■ Prompt ■
All entries below are to be copied precisely as they appear.
--- Extracted information ---
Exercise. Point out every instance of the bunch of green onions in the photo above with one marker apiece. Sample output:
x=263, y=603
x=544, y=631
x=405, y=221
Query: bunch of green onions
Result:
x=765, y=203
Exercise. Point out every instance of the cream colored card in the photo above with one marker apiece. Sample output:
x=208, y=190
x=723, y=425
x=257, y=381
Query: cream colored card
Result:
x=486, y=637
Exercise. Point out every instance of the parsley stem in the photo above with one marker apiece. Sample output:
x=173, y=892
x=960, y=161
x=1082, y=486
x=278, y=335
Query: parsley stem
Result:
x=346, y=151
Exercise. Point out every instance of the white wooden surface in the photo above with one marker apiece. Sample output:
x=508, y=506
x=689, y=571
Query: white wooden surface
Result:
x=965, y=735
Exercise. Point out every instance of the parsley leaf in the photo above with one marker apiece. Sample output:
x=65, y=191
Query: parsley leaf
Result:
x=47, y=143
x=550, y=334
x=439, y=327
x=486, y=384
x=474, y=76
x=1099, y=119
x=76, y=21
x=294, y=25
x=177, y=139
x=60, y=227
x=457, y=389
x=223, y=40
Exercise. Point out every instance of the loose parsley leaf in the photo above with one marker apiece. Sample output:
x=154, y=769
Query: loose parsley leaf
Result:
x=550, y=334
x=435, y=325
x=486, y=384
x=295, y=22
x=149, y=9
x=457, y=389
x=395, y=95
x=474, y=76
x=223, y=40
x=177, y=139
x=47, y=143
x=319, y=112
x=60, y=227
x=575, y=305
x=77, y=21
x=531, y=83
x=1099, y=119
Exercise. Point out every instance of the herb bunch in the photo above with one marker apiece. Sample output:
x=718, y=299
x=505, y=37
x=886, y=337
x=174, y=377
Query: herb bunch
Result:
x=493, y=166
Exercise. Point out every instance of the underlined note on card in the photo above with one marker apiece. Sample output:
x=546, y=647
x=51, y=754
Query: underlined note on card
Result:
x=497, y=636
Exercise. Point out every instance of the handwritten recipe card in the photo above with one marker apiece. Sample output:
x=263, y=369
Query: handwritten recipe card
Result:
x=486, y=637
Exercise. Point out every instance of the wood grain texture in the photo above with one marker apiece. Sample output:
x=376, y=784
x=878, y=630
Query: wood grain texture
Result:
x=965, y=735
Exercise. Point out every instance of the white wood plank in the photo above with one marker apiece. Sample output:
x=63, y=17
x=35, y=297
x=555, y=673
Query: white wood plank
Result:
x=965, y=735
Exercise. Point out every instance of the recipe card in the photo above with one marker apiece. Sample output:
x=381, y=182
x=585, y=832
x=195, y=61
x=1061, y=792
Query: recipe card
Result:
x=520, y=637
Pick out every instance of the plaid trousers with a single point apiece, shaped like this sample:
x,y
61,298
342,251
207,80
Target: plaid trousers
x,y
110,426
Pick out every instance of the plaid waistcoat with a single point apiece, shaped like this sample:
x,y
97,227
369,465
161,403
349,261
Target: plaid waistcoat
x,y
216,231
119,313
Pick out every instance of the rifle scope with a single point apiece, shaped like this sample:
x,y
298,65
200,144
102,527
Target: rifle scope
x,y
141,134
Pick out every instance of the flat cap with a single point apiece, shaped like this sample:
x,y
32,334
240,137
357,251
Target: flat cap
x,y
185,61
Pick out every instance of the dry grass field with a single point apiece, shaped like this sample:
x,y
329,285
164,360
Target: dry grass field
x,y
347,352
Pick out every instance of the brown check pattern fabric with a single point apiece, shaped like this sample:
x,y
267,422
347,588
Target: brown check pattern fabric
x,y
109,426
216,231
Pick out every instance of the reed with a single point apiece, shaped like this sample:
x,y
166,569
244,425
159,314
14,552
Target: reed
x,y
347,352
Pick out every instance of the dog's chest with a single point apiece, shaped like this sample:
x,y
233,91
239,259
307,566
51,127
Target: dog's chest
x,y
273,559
---
■ Answer to the problem ■
Exercise. Point out every instance of the bunch of green onions in the photo above with one marker apiece. Sample output:
x=263, y=603
x=544, y=631
x=405, y=221
Query: bunch of green onions
Result:
x=765, y=203
Exercise. Point out every instance of the cream colored card in the photo above with one marker apiece. Sample output:
x=208, y=190
x=723, y=425
x=257, y=381
Query: cream colored card
Result:
x=486, y=637
Exercise. Point out every instance of the parsley stem in the photo above with one marker apiece. Sample output:
x=173, y=892
x=960, y=161
x=1082, y=486
x=278, y=335
Query: parsley stem
Result:
x=346, y=151
Exercise. Point out every instance of the white wooden surface in the photo above with one marker apiece. Sample output:
x=508, y=506
x=689, y=571
Query: white wooden surface
Result:
x=965, y=735
Exercise. Point out every instance of the parsley leaf in the photo above with one marker apiece. Sample output:
x=65, y=191
Query: parsley leaf
Result:
x=47, y=143
x=550, y=334
x=439, y=327
x=486, y=384
x=474, y=76
x=1099, y=119
x=76, y=21
x=294, y=25
x=177, y=139
x=60, y=227
x=457, y=389
x=223, y=40
Exercise. Point out every instance of the loose parsley leaf in the photo above with one marker apiece. Sample output:
x=154, y=769
Query: loose parsley leaf
Result:
x=550, y=334
x=435, y=325
x=486, y=384
x=295, y=22
x=149, y=9
x=457, y=389
x=395, y=95
x=474, y=76
x=223, y=40
x=177, y=139
x=47, y=143
x=319, y=112
x=60, y=227
x=575, y=305
x=77, y=21
x=531, y=83
x=1099, y=119
Exercise. Point out every instance of the herb bunch in the photo above with one marker apiece. Sample output:
x=718, y=299
x=505, y=37
x=886, y=337
x=174, y=377
Query: herb bunch
Result:
x=493, y=166
Exercise. Point out every instance of the underlined note on card in the photo above with one marker apiece. Sample output:
x=546, y=647
x=51, y=754
Query: underlined note on card
Result:
x=497, y=636
Exercise. Point out every instance of the handwritten recipe card in the photo above with one marker apiece. Sample output:
x=263, y=369
Query: handwritten recipe card
Result:
x=486, y=637
Exercise. Point out every instance of the wood grain texture in the photo above with one marker apiece. Sample output:
x=376, y=784
x=878, y=630
Query: wood grain texture
Result:
x=965, y=735
Exercise. Point out every instance of the white wood plank in the photo above with one marker apiece. Sample output:
x=63, y=17
x=35, y=297
x=555, y=673
Query: white wood plank
Result:
x=965, y=735
Exercise. Point out every instance of the recipe card in the photo above with one marker apiece. Sample output:
x=381, y=182
x=585, y=832
x=195, y=61
x=1061, y=792
Query: recipe card
Result:
x=520, y=637
Pick out every instance of the plaid trousers with a single point apiece, shaped like this sample:
x,y
61,298
342,251
207,80
Target: plaid trousers
x,y
110,426
Pick out every instance of the plaid waistcoat with a single point apiece, shaped like this sample:
x,y
97,227
369,465
161,403
349,261
Target: plaid waistcoat
x,y
216,231
119,313
Pick out every instance of the rifle scope with a single point apiece, shaped like this sample:
x,y
298,65
200,144
102,527
Target: rifle scope
x,y
141,134
Pick out every instance of the flat cap with a single point apiece, shaped like this sample:
x,y
32,334
240,137
357,251
Target: flat cap
x,y
185,61
Pick out every instance of the dry grass field with a single point apiece, shaped like this sample:
x,y
329,285
164,360
Target: dry grass field
x,y
347,352
Pick out every instance of the brown check pattern fabric with a single point apiece, shaped like this sample:
x,y
267,422
347,588
Target: brown check pattern fabric
x,y
109,426
216,231
Pick out every instance of the reed with a single point apiece, shaped like this sample:
x,y
166,569
244,425
159,314
14,552
Target: reed
x,y
347,352
Pick out every instance of the dog's chest with a single point apiece, shaped like this sample:
x,y
233,91
239,259
307,566
51,127
Target: dog's chest
x,y
273,559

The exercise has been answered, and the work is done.